![Dr. Kirsten Fischer](https://cdn.ecancer.org/38879-m.jpg)
De figuur laat zien dat drie maanden na voltooiing van de behandeling 40% van de patiënten in de Ven-Obi arm versus 7% van de patiënten in de Clb-Obi arm niet-detecteerbare MRD-niveaus <10-6 hadden (NGS in perifeer bloed). De mediane MRD-verdubbelingstijd was langer na Ven-Obi (80 dagen) dan na Clb-Obi (69 dagen). Panel A van deze figuur laat zien dat bij mediaan 52,4 maanden follow-up de PFS significant langer was in de Ven-Obi groep dan in de Clb-Obi groep (mediaan niet bereikt versus 36,4 maanden; HR 0,33; p<0,0001). Er was geen significant verschil in overall survival tussen beide armen: 15,7% van de Ven-Obi versus 19,0% van de Clb-Obi patiënten overleden (HR 0,85; p=0,49).
De onderzoekers concluderen dat na Ven-Obi vergeleken met Clb-Obi niet-detecteerbare MRD werd gezien in meer patiënten, en dat verschijnen van MRD significant langzamer was na Ven-Obi dan na Clb-Obi. Na mediaan 52,4 maanden follow-up was de meerderheid van de Ven-Obi patiënten nog in remissie.

§ Opdrachten:
1: Wat was volgens de tekst over Ven-Obi en Clb-Obi de mediane MRD-verdubbelingstijd na Ven-Obi?
2: Neem uit de tekst over Ven-Obi en Clb-Obi woordelijk over vanaf "De onderzoekers concluderen" tot en met "nog in remissie.".
3: Ga verder met de tekst over Ven-Obi en Clb-Obi vanaf het punt waar die ophoudt.
De data hieronder staan los van de tekst over Ven-Obi en Clb-Obi.

§ Aangeleverde data:
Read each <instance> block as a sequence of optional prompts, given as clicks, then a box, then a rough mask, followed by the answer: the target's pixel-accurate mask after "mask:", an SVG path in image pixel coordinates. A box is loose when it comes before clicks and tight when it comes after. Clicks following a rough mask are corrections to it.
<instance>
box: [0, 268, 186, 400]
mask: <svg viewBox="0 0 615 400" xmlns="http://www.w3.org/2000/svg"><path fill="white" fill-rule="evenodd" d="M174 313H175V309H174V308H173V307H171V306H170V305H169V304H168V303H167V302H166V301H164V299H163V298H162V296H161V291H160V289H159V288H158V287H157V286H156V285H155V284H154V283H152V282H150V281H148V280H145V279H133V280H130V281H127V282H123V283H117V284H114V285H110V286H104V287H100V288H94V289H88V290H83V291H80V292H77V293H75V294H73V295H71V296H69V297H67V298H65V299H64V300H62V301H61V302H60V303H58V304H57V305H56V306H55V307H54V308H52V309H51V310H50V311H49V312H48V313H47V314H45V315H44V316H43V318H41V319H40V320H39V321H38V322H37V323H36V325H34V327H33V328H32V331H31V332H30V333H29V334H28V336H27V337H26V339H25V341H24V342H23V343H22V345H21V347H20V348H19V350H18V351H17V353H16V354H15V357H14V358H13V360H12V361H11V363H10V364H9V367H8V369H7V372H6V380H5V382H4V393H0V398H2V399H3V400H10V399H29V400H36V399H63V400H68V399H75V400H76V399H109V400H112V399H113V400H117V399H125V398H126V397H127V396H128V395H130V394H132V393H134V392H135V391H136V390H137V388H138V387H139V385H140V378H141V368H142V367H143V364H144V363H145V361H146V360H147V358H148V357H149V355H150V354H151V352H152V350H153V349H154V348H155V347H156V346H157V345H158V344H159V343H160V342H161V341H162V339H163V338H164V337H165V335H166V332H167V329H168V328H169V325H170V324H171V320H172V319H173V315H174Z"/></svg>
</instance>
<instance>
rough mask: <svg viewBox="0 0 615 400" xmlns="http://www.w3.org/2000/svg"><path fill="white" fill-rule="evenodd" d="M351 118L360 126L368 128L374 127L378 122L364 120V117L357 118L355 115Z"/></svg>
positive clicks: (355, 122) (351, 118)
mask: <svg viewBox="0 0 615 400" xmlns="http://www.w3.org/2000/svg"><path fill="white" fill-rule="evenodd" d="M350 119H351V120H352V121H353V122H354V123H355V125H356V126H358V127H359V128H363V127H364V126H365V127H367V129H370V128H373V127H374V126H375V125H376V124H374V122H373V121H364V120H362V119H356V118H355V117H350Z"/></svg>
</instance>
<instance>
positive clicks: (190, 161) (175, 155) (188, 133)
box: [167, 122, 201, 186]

§ Antwoorden:
1: 80 dagen.

2:
De onderzoekers concluderen dat na Ven-Obi vergeleken met Clb-Obi niet-detecteerbare MRD werd gezien in meer patiënten, en dat verschijnen van MRD significant langzamer was na Ven-Obi dan na Clb-Obi. Na mediaan 52,4 maanden follow-up was de meerderheid van de Ven-Obi patiënten nog in remissie.

3:
1.Al-Sawaf O, Zhang C, Lu T et al. Minimal residual disease dynamics after venetoclax-obinutuzumab treatment: extended off-treatment follow-up from the randomized CLL14 study. J Clin Oncol 2021; epub ahead of print
Summary: The multinational phase 3 CLL14 study randomized patients with previously untreated CLL to venetoclax plus obinutuzumab (Ven-Obi) or clorambucil plus obinutuzumab (Clb-Obi). Three months after treatment completion, 40% of patients in the Ven-Obi arm versus 7% in de Clb-Obi arm had undetectable MRD levels <10-6 in peripheral blood. At median follow-up of 52.4 months, with all patients at least three years of treatment, median PFS was not reached in the Ven-Obi arm and was 36.4 months in the Clb-Obi arm (HR 0.33; p<0.0001).